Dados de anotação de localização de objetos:
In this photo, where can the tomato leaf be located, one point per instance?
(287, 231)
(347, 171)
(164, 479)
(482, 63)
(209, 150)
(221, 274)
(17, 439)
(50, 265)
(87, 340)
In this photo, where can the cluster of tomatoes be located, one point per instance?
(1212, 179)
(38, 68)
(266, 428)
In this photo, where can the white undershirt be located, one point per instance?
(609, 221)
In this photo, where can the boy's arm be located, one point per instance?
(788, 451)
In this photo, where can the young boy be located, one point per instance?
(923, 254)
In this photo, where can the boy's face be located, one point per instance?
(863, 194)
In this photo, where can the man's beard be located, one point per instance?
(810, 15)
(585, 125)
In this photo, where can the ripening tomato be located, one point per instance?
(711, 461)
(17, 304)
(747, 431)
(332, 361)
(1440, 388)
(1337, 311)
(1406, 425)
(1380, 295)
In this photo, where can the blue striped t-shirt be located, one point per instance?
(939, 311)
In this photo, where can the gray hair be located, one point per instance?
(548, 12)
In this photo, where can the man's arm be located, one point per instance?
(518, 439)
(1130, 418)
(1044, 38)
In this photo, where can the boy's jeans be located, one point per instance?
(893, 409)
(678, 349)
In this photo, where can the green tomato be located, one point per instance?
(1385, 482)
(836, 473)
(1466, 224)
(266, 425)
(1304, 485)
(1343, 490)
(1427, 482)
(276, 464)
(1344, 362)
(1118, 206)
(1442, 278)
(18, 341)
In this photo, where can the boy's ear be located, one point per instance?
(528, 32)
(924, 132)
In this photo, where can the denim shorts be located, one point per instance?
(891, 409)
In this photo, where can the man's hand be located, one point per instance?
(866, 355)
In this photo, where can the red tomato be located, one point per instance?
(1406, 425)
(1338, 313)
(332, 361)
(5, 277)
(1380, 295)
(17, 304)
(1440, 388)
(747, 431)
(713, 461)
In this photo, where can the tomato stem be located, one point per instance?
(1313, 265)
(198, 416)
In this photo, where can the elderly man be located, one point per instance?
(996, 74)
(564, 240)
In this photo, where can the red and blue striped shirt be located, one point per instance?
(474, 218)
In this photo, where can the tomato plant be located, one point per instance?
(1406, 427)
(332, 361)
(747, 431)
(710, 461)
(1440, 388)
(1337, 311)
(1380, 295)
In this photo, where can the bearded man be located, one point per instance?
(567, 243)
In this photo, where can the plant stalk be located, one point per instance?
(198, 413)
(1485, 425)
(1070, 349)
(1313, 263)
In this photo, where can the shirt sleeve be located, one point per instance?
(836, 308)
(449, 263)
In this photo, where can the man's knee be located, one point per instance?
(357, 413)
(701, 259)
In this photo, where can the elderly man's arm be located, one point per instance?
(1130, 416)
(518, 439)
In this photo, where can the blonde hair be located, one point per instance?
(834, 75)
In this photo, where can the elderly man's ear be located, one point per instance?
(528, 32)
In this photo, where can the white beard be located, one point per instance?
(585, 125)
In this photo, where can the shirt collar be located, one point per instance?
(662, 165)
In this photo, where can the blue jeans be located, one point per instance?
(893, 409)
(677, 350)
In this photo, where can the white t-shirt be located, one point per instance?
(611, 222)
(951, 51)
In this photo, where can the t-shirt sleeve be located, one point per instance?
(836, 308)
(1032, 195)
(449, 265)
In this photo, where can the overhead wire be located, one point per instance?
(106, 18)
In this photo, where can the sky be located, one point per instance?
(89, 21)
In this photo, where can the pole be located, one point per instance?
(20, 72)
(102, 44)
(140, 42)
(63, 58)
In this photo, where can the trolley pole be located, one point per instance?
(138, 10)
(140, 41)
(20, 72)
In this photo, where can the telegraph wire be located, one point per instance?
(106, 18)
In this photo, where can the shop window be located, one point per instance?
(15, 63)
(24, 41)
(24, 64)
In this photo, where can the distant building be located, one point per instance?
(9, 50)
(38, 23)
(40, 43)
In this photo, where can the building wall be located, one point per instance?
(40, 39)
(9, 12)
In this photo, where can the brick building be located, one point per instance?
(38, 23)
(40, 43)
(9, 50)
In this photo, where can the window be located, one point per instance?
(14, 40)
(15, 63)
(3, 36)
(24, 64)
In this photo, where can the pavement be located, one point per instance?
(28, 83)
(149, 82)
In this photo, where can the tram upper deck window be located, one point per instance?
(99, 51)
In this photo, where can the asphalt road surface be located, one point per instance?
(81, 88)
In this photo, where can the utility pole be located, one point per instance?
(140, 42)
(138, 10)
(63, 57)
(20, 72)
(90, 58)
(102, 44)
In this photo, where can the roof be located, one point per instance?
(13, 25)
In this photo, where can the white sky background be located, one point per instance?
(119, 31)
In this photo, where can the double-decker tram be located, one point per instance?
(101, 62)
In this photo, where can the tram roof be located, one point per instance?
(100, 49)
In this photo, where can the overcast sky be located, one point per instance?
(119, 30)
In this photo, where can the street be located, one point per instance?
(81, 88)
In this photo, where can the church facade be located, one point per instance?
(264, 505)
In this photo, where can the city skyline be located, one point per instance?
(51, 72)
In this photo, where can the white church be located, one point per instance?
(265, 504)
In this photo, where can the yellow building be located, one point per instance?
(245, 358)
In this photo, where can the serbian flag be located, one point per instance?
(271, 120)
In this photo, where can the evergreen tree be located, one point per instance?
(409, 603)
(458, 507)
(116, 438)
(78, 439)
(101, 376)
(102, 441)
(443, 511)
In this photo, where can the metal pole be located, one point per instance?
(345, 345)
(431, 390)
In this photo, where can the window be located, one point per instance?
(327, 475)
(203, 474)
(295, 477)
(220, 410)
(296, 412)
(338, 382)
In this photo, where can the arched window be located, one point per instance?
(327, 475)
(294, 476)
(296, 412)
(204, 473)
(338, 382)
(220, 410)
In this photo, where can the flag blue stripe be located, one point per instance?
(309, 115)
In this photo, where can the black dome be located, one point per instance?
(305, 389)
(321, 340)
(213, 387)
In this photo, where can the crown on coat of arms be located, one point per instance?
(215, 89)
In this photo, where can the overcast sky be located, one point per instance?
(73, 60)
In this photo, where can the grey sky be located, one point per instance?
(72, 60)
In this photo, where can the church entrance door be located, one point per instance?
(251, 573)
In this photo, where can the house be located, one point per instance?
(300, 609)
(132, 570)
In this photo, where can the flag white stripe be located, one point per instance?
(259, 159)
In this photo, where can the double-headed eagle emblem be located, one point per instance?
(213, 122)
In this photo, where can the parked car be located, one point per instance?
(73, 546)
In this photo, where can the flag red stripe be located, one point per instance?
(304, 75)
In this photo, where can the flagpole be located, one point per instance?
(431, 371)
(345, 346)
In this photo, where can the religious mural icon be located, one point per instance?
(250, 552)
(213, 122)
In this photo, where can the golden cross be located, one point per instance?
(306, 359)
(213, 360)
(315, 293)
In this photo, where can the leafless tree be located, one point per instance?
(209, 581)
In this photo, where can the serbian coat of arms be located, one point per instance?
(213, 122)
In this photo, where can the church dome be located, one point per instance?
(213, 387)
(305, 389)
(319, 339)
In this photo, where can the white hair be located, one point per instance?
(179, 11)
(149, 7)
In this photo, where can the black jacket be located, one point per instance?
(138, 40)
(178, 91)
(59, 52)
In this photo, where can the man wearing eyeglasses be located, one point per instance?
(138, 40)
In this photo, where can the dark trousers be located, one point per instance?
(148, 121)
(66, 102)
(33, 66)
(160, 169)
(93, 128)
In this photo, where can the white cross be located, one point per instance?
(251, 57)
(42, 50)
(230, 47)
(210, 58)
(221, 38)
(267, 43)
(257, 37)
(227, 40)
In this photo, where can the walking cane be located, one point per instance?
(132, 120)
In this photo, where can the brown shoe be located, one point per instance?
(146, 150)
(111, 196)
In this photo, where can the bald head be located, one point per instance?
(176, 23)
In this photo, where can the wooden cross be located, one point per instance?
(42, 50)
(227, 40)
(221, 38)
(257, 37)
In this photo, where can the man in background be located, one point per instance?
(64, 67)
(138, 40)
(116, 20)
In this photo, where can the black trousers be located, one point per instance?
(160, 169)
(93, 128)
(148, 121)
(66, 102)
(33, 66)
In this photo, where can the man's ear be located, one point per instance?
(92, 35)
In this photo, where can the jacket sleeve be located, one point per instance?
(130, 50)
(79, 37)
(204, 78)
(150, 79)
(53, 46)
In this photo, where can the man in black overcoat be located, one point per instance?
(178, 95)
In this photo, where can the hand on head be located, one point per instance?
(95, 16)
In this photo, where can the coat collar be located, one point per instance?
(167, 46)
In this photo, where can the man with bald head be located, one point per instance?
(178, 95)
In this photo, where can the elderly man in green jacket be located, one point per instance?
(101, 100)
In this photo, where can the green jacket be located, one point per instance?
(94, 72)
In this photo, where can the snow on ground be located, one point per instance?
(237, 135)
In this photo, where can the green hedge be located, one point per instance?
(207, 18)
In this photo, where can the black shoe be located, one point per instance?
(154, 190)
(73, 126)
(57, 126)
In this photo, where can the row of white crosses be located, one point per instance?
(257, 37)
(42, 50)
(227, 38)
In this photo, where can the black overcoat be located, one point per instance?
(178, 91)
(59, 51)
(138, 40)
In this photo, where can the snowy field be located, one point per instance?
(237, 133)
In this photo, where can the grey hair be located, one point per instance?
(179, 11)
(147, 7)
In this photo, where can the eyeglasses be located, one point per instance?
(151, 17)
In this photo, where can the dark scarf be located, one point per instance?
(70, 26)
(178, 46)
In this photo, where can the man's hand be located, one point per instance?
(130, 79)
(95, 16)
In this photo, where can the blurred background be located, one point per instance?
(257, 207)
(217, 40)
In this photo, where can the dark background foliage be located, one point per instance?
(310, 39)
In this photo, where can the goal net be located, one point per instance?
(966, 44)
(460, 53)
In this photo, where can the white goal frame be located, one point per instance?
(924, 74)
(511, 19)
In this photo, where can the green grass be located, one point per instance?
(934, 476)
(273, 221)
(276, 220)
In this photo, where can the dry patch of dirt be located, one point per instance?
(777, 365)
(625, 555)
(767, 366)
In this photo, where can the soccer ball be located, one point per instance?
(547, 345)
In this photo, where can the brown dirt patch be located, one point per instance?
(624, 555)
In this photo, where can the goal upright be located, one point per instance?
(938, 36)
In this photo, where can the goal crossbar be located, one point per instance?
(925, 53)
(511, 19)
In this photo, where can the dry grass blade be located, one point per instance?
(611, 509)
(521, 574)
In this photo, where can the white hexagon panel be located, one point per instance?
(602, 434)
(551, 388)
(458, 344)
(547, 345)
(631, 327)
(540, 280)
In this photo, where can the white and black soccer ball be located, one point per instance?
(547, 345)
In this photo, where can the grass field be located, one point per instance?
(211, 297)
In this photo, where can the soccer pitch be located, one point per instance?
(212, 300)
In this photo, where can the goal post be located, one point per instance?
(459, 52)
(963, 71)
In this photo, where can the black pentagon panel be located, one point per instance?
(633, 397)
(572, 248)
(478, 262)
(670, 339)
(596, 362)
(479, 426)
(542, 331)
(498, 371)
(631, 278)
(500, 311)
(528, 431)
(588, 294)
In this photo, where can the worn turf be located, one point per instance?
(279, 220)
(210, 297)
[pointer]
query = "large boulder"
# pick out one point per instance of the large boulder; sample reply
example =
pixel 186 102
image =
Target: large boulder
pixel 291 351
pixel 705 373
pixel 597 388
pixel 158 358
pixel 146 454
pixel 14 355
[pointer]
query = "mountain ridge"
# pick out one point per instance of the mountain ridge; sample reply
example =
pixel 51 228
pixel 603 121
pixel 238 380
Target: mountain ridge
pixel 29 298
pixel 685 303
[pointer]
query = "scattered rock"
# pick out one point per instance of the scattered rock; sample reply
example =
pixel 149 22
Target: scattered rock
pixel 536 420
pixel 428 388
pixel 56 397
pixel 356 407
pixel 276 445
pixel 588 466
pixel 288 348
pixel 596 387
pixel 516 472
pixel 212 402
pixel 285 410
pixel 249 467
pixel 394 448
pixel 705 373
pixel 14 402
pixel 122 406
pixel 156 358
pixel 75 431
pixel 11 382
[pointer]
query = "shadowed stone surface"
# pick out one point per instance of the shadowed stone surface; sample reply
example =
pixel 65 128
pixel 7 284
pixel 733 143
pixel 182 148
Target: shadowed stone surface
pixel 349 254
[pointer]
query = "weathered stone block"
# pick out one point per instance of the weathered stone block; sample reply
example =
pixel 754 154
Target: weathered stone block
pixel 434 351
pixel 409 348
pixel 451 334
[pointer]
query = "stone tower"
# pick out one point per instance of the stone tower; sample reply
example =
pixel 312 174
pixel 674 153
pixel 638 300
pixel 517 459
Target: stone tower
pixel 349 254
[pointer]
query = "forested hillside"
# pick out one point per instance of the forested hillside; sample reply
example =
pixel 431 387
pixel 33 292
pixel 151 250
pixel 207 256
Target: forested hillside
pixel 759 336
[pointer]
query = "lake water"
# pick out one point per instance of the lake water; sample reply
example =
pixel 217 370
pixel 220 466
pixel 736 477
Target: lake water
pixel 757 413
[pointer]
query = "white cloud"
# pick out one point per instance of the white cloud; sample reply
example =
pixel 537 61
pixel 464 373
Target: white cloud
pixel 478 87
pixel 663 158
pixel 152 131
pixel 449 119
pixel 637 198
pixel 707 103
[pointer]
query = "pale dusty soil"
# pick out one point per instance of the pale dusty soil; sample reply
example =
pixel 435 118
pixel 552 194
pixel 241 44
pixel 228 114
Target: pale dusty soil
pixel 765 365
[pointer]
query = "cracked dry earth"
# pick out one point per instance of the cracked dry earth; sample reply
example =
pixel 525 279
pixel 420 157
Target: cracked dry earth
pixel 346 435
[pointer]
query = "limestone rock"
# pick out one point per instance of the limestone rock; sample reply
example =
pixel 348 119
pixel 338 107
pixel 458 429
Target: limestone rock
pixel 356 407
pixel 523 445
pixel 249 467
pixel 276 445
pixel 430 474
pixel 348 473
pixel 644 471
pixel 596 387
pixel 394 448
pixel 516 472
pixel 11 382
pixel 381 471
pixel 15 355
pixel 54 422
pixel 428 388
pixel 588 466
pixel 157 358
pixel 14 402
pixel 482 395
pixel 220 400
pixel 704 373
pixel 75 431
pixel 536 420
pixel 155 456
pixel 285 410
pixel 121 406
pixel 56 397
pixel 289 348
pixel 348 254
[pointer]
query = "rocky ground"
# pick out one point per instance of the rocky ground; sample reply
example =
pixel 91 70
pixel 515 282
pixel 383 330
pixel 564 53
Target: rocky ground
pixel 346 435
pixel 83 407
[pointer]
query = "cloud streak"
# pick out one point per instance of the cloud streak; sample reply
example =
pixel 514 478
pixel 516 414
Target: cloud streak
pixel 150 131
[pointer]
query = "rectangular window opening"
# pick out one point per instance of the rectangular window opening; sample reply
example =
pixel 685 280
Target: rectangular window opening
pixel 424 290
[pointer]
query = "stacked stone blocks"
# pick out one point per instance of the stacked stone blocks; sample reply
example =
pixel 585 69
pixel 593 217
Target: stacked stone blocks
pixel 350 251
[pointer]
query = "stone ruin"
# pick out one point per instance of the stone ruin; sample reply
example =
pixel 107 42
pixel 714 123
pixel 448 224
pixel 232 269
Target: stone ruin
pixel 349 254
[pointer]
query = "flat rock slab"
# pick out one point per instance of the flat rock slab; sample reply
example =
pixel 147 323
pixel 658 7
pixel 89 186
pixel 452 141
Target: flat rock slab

ENUNCIADO: Reúna todas as linhas das entradas acima que contêm a palavra "building". Diferencie maiúsculas de minúsculas.

RESPOSTA DO EXERCÍCIO:
In this photo, where can the distant building be located, one point per instance?
In this photo, where can the building wall be located, one point per instance?
In this photo, where can the brick building be located, one point per instance?
In this photo, where can the yellow building be located, one point per instance?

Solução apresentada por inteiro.